**Given passage**
__________

Combined Treatment of Staghorn Calculi by Fiberoptic Transurethral Nephrolithotripsy and Extracorporeal Shock Wave Lithotripsy




Although various strategies have been proposed, the treatment of staghorn calculi is still controversial. We report on the treatment of 27 staghorn calculi using fiberoptic transurethral nephrolithotripsy (f-TUL) combined with extracorporeal shock wave lithotripsy (ESWL).


Stones were initially disintegrated by f-TUL as an inpatient procedure. For stone fragmentation, we originally used an electrohydraulic lithotriptor (EHL) but changed to a pulsed-dye laser in 1993. After the stones were disintegrated as much as possible, a double-J ureteral stent was inserted and the patient was discharged. ESWL for the residual fragments was begun on an outpatient basis at 1 or 2 weeks after f-TUL and repeated until the residual fragments were smaller than 4 mm.


Since 1989, 27 staghorn calculi in 26 patients have been treated. Among them, 21 were successfully fragmented using this combined treatment regimen. From 3 to 26 ESWL sessions (mean, 8.4 sessions) were required to disintegrate the staghorn calculi. Auxiliary percutaneous endourological procedures were necessary in 2 cases due to ureteral obstruction. The other 4 patients are still receiving ESWL for residual fragments. Urinary tract injury occurred in 2 patients early in this series when an EHL was used, but was managed without any surgical procedures. A fever greater than 38°C developed in 9 patients.


Combining f-TUL with ESWL provides an alternative treatment option for staghorn calculi. The use of a small caliber fiberscope (2.6 mm in diameter) and a laser for fragmentation decreased the risk of complications.

__________

**Material provided**
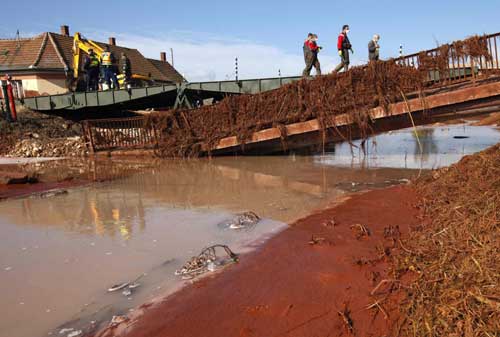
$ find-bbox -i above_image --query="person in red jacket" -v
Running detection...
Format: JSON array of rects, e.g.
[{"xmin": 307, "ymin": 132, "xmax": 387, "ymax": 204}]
[
  {"xmin": 302, "ymin": 34, "xmax": 322, "ymax": 77},
  {"xmin": 334, "ymin": 25, "xmax": 354, "ymax": 72}
]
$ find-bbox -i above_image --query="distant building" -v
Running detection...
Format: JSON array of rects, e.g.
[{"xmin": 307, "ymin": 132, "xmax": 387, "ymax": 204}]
[{"xmin": 0, "ymin": 26, "xmax": 185, "ymax": 97}]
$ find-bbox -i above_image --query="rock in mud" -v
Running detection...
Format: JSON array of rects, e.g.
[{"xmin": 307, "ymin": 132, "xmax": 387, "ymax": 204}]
[{"xmin": 218, "ymin": 211, "xmax": 260, "ymax": 230}]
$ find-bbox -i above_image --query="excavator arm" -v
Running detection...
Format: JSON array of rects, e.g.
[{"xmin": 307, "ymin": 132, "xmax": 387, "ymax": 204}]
[
  {"xmin": 73, "ymin": 33, "xmax": 151, "ymax": 89},
  {"xmin": 73, "ymin": 33, "xmax": 104, "ymax": 79}
]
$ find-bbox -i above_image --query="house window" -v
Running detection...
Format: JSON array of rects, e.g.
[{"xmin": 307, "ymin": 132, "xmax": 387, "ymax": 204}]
[{"xmin": 0, "ymin": 80, "xmax": 24, "ymax": 99}]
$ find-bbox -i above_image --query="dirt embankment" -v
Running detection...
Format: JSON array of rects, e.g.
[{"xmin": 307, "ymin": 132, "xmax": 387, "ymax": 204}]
[
  {"xmin": 0, "ymin": 108, "xmax": 87, "ymax": 157},
  {"xmin": 396, "ymin": 144, "xmax": 500, "ymax": 336},
  {"xmin": 94, "ymin": 144, "xmax": 500, "ymax": 337},
  {"xmin": 94, "ymin": 187, "xmax": 419, "ymax": 337}
]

__________

**Task to carry out**
Reproduce verbatim the staghorn calculi abstract from "Combining f-TUL with" to "risk of complications.". The items come from a source unrelated to the staghorn calculi abstract.

**Response area**
Combining f-TUL with ESWL provides an alternative treatment option for staghorn calculi. The use of a small caliber fiberscope (2.6 mm in diameter) and a laser for fragmentation decreased the risk of complications.